O QUE FAZER:
Diga se cada uma das afirmações seguintes está de acordo com o texto sobre o aniversário em quarentena. Responda sim ou não e cite as palavras do texto que o decidem.
1. Desde o início da situação, houve quatro idas ao supermercado.
2. O bolo de aniversário não tinha velas.
3. Na segunda semana, as prateleiras continuavam quase vazias.

EXCERTO DO TEXTO:
>>

Fazer anos em pleno período de quarentena é uma daquelas experiências que, não sendo o acontecimento mais doloroso do mundo, não se recomenda a ninguém. Mas, perante as adversidades causadas por um vírus impiedoso, não resta grande hipótese que não seja a de aguçar o engenho para contornar (ou, pelo menos, suavizar) a negritude desta insólita situação. Assim sendo, um pequeno bolo de bolacha caçado durante a primeira incursão a um supermercado desde a oficialização da pandemia passa a ser o bolo de aniversário possível. Sem velas reveladoras da idade nem cânticos de “parabéns a você”, o bolo pode não ter a pompa e circunstância de um brigadeiro gigante mas, ao menos, é saboroso - e, nestes dias cinzentos que correm, a pequena alegria de um bolo saboroso é um bálsamo imprescindível para a nossa sanidade mental.
Desde o arranque desta maldita situação em que todos estamos envolvidos, fui três vezes ao supermercado para fazer as compras ditas essenciais. O primeiro embate com as filas de prateleiras quase completamente esvaziadas é desolador, o açambarcamento deixa-nos com uma selecção limitada e insuficiente e a apreensão é visível nos rostos e expressões corporais de todas as pessoas que caminham pelos corredores. Na segunda semana, porém, as novas visitas correram muito melhor: com as raras excepções de alguns itens, as prateleiras já não se encontravam delapidadas e as pessoas, sem perderem o receio e cautela que são completamente naturais numa altura destas, comportavam-se, geralmente, de forma exemplar, seguindo as recomendações de distanciamento social à risca - e, sobretudo, sem cair em pequenas implicâncias e tricas. Há, apesar de tudo, mais civismo do que os cínicos gostariam de admitir.

<<

CONJUNTO DE DADOS:

>>

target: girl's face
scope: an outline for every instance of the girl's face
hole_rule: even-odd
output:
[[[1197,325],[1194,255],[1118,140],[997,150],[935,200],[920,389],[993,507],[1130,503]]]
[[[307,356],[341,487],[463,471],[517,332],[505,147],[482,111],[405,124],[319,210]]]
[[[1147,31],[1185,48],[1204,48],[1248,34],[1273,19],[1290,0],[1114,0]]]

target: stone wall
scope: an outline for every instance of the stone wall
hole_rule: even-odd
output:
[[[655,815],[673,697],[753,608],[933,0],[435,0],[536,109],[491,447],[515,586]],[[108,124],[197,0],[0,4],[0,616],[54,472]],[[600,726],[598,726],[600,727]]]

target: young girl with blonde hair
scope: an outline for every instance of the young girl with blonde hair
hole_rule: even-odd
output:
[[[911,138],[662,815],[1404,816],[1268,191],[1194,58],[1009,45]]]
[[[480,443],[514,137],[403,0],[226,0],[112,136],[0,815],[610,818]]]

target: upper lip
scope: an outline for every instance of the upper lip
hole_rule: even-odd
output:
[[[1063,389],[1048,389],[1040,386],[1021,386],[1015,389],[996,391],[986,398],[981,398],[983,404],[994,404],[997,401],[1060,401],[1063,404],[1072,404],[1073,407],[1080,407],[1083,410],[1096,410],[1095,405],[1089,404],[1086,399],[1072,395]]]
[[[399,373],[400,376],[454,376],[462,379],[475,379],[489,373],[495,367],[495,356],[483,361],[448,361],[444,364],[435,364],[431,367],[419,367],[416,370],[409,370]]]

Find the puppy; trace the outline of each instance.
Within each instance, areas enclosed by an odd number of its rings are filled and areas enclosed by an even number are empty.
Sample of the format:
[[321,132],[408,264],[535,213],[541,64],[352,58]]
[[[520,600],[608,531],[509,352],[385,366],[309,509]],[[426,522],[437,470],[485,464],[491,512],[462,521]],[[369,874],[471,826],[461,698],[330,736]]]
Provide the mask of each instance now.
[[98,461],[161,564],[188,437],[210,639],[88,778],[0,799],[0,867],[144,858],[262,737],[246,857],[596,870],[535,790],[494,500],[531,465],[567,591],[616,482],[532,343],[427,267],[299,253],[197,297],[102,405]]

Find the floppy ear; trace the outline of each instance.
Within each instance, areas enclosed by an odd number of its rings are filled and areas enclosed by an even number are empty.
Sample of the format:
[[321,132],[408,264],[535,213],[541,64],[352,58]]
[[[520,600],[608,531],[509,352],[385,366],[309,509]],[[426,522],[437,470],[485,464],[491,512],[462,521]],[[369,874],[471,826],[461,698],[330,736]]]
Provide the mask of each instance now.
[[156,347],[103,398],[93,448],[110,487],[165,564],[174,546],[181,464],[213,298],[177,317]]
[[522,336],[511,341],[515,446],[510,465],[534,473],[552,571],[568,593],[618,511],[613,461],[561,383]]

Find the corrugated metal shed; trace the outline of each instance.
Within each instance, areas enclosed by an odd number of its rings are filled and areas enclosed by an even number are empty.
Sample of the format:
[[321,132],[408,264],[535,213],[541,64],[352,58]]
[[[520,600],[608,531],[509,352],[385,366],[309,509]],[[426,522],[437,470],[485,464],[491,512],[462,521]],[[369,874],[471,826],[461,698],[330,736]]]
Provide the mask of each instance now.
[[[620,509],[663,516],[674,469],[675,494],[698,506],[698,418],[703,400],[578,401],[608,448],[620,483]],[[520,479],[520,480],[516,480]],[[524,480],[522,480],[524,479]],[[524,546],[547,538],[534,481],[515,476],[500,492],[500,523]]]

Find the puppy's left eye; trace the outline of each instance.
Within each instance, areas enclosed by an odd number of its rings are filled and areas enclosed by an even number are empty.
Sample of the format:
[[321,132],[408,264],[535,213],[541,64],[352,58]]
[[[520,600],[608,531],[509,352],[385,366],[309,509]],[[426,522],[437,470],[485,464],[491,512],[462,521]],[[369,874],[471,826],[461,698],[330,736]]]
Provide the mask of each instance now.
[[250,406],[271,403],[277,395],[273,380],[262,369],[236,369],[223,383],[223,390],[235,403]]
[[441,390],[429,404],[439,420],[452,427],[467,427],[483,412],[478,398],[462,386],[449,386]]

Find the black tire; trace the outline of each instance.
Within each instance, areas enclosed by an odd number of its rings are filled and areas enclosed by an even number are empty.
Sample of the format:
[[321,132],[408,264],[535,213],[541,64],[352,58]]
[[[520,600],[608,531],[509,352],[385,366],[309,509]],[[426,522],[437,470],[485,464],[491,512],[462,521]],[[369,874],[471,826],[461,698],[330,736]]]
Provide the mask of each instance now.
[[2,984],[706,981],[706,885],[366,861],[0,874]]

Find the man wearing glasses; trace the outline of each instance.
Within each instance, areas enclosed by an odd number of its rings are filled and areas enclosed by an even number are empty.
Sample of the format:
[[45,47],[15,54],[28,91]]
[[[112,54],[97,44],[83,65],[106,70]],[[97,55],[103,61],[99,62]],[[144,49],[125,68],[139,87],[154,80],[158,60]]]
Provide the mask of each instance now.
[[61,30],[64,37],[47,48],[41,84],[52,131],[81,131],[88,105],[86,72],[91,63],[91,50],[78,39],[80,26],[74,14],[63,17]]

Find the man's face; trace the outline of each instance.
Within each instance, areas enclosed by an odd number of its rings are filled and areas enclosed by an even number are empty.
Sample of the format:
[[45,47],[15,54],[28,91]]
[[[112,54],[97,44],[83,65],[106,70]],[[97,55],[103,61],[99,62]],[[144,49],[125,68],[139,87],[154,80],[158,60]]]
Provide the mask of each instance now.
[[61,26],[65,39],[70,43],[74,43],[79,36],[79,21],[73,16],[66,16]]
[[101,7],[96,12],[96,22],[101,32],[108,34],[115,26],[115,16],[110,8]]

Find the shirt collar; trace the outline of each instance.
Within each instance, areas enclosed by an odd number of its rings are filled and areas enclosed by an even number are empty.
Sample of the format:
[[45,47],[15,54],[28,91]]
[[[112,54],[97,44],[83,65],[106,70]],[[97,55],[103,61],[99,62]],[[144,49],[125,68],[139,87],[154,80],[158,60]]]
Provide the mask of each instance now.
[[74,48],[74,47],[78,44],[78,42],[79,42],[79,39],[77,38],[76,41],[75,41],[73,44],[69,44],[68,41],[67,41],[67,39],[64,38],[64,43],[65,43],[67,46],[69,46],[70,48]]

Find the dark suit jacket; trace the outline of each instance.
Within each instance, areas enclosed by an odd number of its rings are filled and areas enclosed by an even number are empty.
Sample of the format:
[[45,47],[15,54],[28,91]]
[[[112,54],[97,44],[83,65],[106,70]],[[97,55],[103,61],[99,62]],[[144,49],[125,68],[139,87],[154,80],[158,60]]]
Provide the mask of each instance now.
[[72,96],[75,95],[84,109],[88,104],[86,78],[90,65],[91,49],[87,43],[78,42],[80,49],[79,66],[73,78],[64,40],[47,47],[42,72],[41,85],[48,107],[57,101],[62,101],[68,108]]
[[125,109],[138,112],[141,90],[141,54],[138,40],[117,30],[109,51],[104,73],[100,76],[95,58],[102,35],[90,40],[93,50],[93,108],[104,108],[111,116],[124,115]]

<<

RESPOSTA AO EXERCÍCIO:
1. Não: “fui três vezes ao supermercado”.
2. Sim: “Sem velas reveladoras da idade”.
3. Não: “as prateleiras já não se encontravam delapidadas”.